Reproduce, word for word, the part of the text on Topsham shipping that runs from "So, to have" up to and including "the Danish Othonia.".

TEXT:
......

Topsham, in the late 1960s, had annual arrivals numbering in the late teens - 1968, 18 visits; 1969, 17 visits: 1970, 19. Of these, four or five each year were lager cargoes, carried by the Danish coasters C.Herup, the first, of 300grt dating from 1957 - the year the lager trade came to Topsham - making some 100 visits, the second the renamed Charlotte Dreyer, just two visits in 1970 and 1971. Then the trade stopped. Of other trades, timber was the most frequent, with ships calling at any time of the year. One or two, perhaps three, ships with potatoes. An occasional import of barrels. A couple of export cargoes of sprats. Timber imports became more economic in packs, and in larger ships. So that stopped in the early 1970s, as did everything else. Apart from a very occasional visit, for a specific purpose, or because of a strike elsewhere. That was the end of Topsham as a commercial port.

So, to have four commercial vessels on the estuary on the same tide was, by 1968, unusual. Once only during the three years at the turn of the decade, were two ships at the Quay together - the C.Herup and the Danish Othonia.

Why get nostalgic about it? Trading vessels have plied the Exe estuary and river for hundreds of years. Thousands of years - Exeter was an important Roman town provisioned via the Exe. But set that aside.
The arrival of a ship in Topsham was an event. They came from exotic sounding places - Halmstad, Kotka, Oskarshamn, Haugesund, Yxpila. They brought new sounds, new smells, new languages, new faces. They brought colour. And challenges: lorries of Baltic timber trundling through the narrow winding streets, lorries laden with barrels of sprats, the product of a local business. An export trade from the port. A bit of exuberance, sometimes - there were many pubs in Topsham. And then after a few days, back to the normal. Until the next time. Every visit was an adventure, with a purpose. A connection with a world much wider than the town. Something to look forward to. All that ended in the mid 1970s. Was that a loss? It was for me.


----------



## a1946 (Apr 4, 2010)

yes I was a deckhand on the Esso Jersey for awhile ,many recollections of Topsham lock and the Turf hotel,after rocking and rolling on our 10 hours at sea voyage from Fawley,a very relaxed Captain Stan Haddy, taking time out to go home to mum in Brixham with the ship ! from time to time ,good fun days


----------



## a1946 (Apr 4, 2010)

hi I was a deckhand on the Esso Jersey in the 60;s frequent vistor to the Turf Hotel, after 10 hours rocking and rolling voyage from Fawley, sometime Captain Stan Haddy would take the ship home to Brixham for the weekend where he lived with his mum,quite a character but fun times


----------



## davidwheeler (6 mo ago)

......

EXCERPTED RECORDS:
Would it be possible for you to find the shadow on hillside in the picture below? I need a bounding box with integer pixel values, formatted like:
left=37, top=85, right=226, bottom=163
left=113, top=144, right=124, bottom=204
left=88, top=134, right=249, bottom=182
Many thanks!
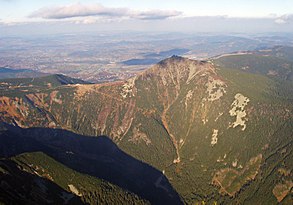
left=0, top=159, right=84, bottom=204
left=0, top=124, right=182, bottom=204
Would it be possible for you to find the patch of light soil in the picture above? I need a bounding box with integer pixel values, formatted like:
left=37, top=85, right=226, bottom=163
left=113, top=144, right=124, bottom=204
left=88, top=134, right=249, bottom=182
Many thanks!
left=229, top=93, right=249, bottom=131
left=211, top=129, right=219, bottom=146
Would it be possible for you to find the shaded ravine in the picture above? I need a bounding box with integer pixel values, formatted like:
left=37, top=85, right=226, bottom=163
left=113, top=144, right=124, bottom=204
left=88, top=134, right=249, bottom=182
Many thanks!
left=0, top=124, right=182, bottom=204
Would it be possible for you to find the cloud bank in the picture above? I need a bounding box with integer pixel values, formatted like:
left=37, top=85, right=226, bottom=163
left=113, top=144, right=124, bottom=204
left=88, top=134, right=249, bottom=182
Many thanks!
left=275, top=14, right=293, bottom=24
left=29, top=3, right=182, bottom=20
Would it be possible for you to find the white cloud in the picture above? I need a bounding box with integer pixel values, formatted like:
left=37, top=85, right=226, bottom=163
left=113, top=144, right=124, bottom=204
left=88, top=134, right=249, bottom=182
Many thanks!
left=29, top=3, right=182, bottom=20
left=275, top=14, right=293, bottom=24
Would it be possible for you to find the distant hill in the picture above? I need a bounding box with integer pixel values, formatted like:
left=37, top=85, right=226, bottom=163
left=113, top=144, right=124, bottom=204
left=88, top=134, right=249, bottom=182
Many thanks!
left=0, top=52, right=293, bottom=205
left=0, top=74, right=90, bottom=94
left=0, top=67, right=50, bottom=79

......

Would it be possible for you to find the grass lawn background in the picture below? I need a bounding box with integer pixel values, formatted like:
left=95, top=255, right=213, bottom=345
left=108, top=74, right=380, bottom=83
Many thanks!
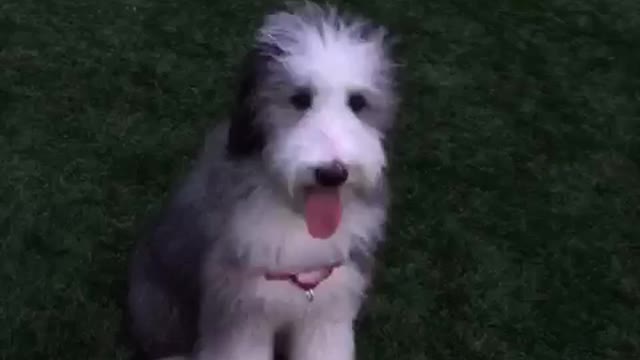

......

ANSWER FOR THIS EXERCISE:
So, to have four commercial vessels on the estuary on the same tide was, by 1968, unusual. Once only during the three years at the turn of the decade, were two ships at the Quay together - the C.Herup and the Danish Othonia.